-- BEGIN RAW RECORDS --

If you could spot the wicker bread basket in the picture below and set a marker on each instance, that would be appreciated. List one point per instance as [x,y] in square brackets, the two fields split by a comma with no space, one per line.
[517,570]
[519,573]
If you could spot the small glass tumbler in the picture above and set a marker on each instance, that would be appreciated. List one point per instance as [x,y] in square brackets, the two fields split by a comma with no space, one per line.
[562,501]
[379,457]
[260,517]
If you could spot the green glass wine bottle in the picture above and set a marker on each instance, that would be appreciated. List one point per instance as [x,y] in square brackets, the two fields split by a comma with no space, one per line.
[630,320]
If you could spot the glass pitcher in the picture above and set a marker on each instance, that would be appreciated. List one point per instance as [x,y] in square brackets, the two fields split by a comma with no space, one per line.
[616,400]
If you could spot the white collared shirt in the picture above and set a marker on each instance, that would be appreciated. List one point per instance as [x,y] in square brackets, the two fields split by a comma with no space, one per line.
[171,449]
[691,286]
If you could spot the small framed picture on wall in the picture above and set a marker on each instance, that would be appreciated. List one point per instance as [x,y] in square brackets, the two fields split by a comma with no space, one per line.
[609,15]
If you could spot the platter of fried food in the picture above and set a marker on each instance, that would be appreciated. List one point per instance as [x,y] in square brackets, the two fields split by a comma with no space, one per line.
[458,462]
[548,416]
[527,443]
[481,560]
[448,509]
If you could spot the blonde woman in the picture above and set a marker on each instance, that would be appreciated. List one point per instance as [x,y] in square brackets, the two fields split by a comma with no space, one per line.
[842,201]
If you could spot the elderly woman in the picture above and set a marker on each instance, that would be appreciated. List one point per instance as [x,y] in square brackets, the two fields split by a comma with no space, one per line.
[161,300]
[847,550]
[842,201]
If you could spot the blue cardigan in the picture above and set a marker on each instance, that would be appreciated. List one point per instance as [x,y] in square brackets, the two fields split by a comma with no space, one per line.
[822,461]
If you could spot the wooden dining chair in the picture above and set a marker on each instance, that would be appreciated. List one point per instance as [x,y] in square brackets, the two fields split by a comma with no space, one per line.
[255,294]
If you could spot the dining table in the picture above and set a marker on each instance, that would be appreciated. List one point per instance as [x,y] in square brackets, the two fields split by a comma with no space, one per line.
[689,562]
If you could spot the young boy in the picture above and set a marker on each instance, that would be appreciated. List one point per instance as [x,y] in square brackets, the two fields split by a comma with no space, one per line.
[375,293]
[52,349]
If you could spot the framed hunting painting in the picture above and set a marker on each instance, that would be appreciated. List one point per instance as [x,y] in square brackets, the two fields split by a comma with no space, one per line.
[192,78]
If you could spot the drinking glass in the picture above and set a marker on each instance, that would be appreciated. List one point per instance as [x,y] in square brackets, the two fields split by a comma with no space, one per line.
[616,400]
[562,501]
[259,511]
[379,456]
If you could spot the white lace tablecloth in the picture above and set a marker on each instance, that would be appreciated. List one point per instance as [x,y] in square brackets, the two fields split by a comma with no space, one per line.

-- END RAW RECORDS --

_REQUEST_: Convert the rows, from the line with "If you could spot the framed" through the end of the rows, into a Markdown table with the columns No. and Text. Number each line in order and leave out blank lines.

_REPLY_:
| No. | Text |
|---|---|
| 1 | If you could spot the framed hunting painting in the picture above and set a marker on each instance, that would be appreciated. List one point per instance as [x,y] in square brackets, the two fields split by a comma with no space, one per line. |
| 2 | [192,78] |
| 3 | If you could spot the drinking glass in the picture above and set a marker on each instance, that would be appreciated. List one point per instance as [x,y] in square brackets, the two fields split by a comma with no space, one per line. |
| 4 | [616,400] |
| 5 | [562,501] |
| 6 | [259,511] |
| 7 | [379,456] |
| 8 | If you could spot the white lace tablecloth in the picture above and set a marker on each instance, that would be appreciated. List one point per instance as [x,y] in square brackets, the two fields split by a comma with no space, one per line. |